● EXERCISE AIM: In your reply, write out each entry exactly as given.

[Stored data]

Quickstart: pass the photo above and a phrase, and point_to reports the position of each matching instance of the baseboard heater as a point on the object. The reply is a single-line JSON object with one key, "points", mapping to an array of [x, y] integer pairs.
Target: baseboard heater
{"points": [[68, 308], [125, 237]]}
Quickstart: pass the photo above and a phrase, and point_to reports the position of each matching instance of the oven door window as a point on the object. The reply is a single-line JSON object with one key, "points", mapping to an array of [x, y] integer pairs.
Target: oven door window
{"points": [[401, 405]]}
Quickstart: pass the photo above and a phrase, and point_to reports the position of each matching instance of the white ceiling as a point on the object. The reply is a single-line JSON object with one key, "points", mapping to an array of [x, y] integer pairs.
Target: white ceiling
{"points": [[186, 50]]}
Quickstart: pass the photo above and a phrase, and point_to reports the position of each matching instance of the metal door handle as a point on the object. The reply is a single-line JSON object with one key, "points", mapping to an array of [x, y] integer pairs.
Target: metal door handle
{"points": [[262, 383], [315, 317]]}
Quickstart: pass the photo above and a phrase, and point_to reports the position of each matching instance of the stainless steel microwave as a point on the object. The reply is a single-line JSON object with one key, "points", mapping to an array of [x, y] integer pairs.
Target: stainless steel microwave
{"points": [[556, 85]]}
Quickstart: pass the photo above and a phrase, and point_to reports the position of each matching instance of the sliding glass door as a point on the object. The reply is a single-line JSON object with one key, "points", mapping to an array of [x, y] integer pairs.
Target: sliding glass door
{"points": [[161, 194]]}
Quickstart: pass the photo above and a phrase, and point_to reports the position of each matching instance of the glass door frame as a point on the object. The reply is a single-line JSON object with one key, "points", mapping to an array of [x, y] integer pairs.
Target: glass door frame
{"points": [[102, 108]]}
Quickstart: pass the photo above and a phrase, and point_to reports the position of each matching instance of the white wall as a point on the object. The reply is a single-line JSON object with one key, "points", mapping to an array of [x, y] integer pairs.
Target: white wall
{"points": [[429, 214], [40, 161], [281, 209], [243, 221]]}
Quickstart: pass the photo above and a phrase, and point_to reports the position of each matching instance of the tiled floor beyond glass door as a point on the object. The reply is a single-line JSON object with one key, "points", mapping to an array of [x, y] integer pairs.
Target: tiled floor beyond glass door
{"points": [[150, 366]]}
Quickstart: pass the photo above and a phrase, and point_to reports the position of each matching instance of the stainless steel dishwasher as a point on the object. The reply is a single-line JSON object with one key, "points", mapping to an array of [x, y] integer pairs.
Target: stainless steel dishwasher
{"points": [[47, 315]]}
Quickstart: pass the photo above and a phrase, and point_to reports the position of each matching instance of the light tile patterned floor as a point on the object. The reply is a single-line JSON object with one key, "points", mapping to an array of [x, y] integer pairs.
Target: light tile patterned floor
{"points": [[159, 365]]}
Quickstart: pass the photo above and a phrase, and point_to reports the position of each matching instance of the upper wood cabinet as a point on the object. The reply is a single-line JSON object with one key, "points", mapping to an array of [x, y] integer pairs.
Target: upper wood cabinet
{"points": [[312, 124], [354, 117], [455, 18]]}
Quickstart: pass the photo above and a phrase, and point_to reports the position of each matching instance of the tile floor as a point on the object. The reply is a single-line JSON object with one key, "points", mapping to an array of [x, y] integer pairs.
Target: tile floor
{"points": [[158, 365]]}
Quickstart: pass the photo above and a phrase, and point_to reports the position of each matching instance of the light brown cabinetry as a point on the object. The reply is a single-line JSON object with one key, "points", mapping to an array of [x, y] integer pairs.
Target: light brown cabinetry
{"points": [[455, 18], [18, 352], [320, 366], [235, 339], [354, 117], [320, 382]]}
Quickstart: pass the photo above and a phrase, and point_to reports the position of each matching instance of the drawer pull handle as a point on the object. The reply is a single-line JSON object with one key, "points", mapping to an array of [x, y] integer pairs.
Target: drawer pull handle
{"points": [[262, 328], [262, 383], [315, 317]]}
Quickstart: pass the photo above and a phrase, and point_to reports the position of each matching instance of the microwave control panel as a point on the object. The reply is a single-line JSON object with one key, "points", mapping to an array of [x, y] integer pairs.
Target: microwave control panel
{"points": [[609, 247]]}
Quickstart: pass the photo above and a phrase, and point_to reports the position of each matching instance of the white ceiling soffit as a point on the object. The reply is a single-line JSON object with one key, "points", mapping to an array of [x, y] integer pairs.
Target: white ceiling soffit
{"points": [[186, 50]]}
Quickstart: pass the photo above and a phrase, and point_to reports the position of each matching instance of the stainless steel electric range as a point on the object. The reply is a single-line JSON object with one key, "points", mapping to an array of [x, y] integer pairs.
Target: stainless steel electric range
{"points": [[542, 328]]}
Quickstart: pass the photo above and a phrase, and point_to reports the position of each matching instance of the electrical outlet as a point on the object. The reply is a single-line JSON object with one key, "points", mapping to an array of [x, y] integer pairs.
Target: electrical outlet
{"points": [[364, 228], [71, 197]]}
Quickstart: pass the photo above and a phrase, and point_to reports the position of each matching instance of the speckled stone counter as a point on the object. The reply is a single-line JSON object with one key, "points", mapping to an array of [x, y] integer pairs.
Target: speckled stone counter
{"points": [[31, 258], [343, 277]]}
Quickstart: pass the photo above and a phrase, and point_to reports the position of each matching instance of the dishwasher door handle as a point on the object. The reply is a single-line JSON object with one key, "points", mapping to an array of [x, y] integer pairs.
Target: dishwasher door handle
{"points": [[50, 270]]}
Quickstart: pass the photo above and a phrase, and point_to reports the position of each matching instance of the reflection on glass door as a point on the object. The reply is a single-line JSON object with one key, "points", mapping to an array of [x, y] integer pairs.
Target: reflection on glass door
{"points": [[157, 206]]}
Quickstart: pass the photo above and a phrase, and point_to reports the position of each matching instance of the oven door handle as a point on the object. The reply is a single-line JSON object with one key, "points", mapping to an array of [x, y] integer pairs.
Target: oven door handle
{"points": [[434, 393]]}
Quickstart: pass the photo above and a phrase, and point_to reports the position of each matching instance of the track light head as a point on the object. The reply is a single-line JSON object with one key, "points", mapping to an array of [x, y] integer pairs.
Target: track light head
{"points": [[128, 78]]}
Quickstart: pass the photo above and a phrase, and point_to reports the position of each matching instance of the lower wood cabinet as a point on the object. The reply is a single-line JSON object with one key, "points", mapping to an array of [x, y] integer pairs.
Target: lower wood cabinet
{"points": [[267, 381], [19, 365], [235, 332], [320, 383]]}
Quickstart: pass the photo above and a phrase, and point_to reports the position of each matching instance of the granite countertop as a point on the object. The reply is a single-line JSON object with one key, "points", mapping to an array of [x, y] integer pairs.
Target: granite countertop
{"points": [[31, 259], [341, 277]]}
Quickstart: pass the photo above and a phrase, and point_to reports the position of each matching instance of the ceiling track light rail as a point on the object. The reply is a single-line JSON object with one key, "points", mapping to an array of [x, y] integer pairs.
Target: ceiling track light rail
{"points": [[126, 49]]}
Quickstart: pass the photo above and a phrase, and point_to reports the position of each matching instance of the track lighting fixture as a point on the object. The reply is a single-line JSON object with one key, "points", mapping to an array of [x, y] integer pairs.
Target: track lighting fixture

● RESPONSE TO THIS TASK:
Quickstart: pass the photo above and a phrase, and point_to reports the position of each matching instance of the baseboard heater as a point on the object. The reply is a single-line JSON object with one key, "points", mapping to an array of [x, y] integer pairs.
Target: baseboard heater
{"points": [[68, 308], [125, 237]]}
Quickstart: pass the photo above and a phrase, and point_to reports the position of each matching instance of the oven door window as a point on the object. The reply is a single-line JSON object with one key, "points", mapping to an array of [x, y] integer pairs.
Target: oven door window
{"points": [[401, 405]]}
Quickstart: pass the photo above and a phrase, and point_to reports the position of each matching instance of the white ceiling as a point on the object. The reply is a single-line JSON object with one key, "points", mapping to an array of [x, y] integer pairs.
Target: white ceiling
{"points": [[186, 50]]}
Quickstart: pass the photo above and a phrase, and point_to reports the position of each matching instance of the metal door handle as a point on the object. The reply is a single-line JSON object with one key, "points", mapping to an array of [x, y] integer pairs.
Target: metal door handle
{"points": [[262, 383], [315, 317]]}
Quickstart: pass the photo above and a phrase, and point_to reports the position of each matching instance of the stainless steel microwave as a point on the object. The reply is a single-line JSON object with one key, "points", mapping to an array of [x, y] integer pairs.
Target: stainless steel microwave
{"points": [[556, 85]]}
Quickstart: pass the photo above and a phrase, and point_to reports the position of each matching instance of the sliding glass door as a point on the object. The reply is a single-line JSON object with one key, "points", mapping to an array of [x, y] integer pairs.
Target: sliding glass door
{"points": [[161, 194]]}
Quickstart: pass the photo above and a phrase, and point_to reports the position of each matching instance of the glass door frame as a point on the object. The reply is a single-line JSON object with one key, "points", mapping to an array of [x, y] integer pairs.
Target: glass door frame
{"points": [[102, 108]]}
Quickstart: pass the photo above and a phrase, and point_to reports the position of each matching instance of the white wall as a point on the object. The reply is a single-line JSON object with one key, "points", mapping to an array of [x, y] integer pairs.
Target: white wall
{"points": [[429, 214], [40, 161], [281, 209], [243, 221]]}
Quickstart: pass the photo above and a phrase, and point_to reports the position of each matching instance of the tiled floor beyond glass door as a point on the object. The reply is a single-line JSON object with one key, "points", mapping to an array of [x, y] integer pairs.
Target: tiled floor beyond glass door
{"points": [[150, 366]]}
Quickstart: pass the photo above and a phrase, and point_to reports the position of each matching instance of the stainless steel dishwasher as a point on the object. The reply is a single-line JSON object with one key, "points", mapping to an array of [x, y] integer pairs.
Target: stainless steel dishwasher
{"points": [[47, 315]]}
Quickstart: pass the photo above and a phrase, and point_to reports the position of each matching instance of the light tile patterned floor as a point on the object. The reply is a single-line JSON object with one key, "points", mapping to an array of [x, y] integer pairs.
Target: light tile patterned floor
{"points": [[159, 365]]}
Quickstart: pass the photo above and a phrase, and point_to reports the position of each matching instance of the upper wood cabinet as a point on the object. The reply is a single-line JSON object with one key, "points", mapping to an array of [x, y] integer pairs.
Target: upper wood cabinet
{"points": [[312, 124], [354, 117], [455, 18]]}
Quickstart: pass the photo above and a phrase, and point_to reports the position of each matching instance of the tile floor as a point on the object. The reply is a single-line JSON object with one key, "points", mapping to an array of [x, y] integer pairs.
Target: tile floor
{"points": [[158, 365]]}
Quickstart: pass the photo above and a phrase, and point_to reports the position of each matching instance of the light brown cabinetry as a point on the object. The reply is a single-line JSON object with one key, "points", mapping to an array of [x, y] integer pairs.
Target: light brown cabinetry
{"points": [[455, 18], [18, 352], [320, 366], [235, 339], [354, 117], [320, 382]]}
Quickstart: pass the photo above and a phrase, and point_to reports the position of each matching instance of the drawer pull handle as a point on the object. The reply is a single-line JSON object with one key, "points", mapping to an array of [x, y] integer pairs.
Target: drawer pull handle
{"points": [[262, 328], [262, 383], [315, 317]]}
Quickstart: pass the photo above and a phrase, and point_to reports the position of each matching instance of the microwave control panel as a point on the object. The reply is a single-line JSON object with one key, "points", mapping to an array of [x, y] integer pairs.
Target: microwave control panel
{"points": [[609, 247]]}
Quickstart: pass the photo above and a phrase, and point_to reports the position of each matching instance of the white ceiling soffit as a point on the object. The reply is a single-line JSON object with one key, "points", mapping to an array of [x, y] integer pairs.
Target: white ceiling soffit
{"points": [[186, 50]]}
Quickstart: pass the photo above and a phrase, and point_to reports the position of each matching instance of the stainless steel electric range as a point on the object. The reply is a single-line JSON object with one key, "points", mapping to an array of [x, y] integer pairs.
Target: stainless steel electric range
{"points": [[542, 328]]}
Quickstart: pass the photo above and a phrase, and point_to reports the position of each matching instance of the electrical outlet as a point on the object. The reply is a single-line JSON object with one key, "points", mapping to an array of [x, y] integer pairs.
Target: electrical outlet
{"points": [[364, 228], [71, 197]]}
Quickstart: pass the photo above and a phrase, and point_to reports the position of each matching instance of the speckled stone counter as a point on the object. The reply is a single-line JSON object with one key, "points", mapping to an array of [x, y] integer pairs.
Target: speckled stone counter
{"points": [[31, 258], [343, 277]]}
Quickstart: pass the photo above and a phrase, and point_to reports the position of each matching instance of the dishwasher door handle as a point on the object. The reply is a single-line JSON object with one key, "points", mapping to an array of [x, y] integer pairs.
Target: dishwasher door handle
{"points": [[50, 270]]}
Quickstart: pass the photo above and a phrase, and point_to reports the position of each matching instance of the reflection on glass door as a point on the object. The reply is a single-line JSON object with one key, "points", mapping to an array of [x, y] integer pairs.
Target: reflection on glass door
{"points": [[157, 206]]}
Quickstart: pass the photo above and a phrase, and point_to reports the position of each matching instance of the oven door handle as a point on the object. The reply is a single-line JSON object with one key, "points", mapping to an array of [x, y] integer pairs.
Target: oven door handle
{"points": [[434, 393]]}
Quickstart: pass the photo above and a phrase, and point_to reports the position of each matching instance of the track light head as a point on the object. The reply is a single-line JSON object with one key, "points", mapping to an array of [x, y] integer pairs.
Target: track light head
{"points": [[128, 78]]}
Quickstart: pass the photo above and a phrase, and point_to reports the position of each matching instance of the lower wood cabinet as a point on the object. The reply is a single-line JSON object with one key, "points", mapping to an array of [x, y] integer pairs.
Target: lower wood cabinet
{"points": [[267, 381], [19, 365], [235, 332], [320, 383]]}
Quickstart: pass the photo above and a phrase, and point_to reports the position of each matching instance of the granite countertop as a point on the object. The reply is a single-line JSON object with one key, "points", mapping to an array of [x, y] integer pairs.
Target: granite countertop
{"points": [[31, 259], [341, 277]]}
Quickstart: pass the photo above and a phrase, and point_to reports the position of each matching instance of the ceiling track light rail as a point on the object. The reply is a single-line JSON object with one key, "points", mapping to an array of [x, y] integer pairs.
Target: ceiling track light rail
{"points": [[126, 49]]}
Quickstart: pass the photo above and a phrase, and point_to reports the position of each matching instance of the track lighting fixture as a point on the object. The reply is a single-line JSON object with one key, "points", mapping to an array of [x, y] integer pairs.
Target: track lighting fixture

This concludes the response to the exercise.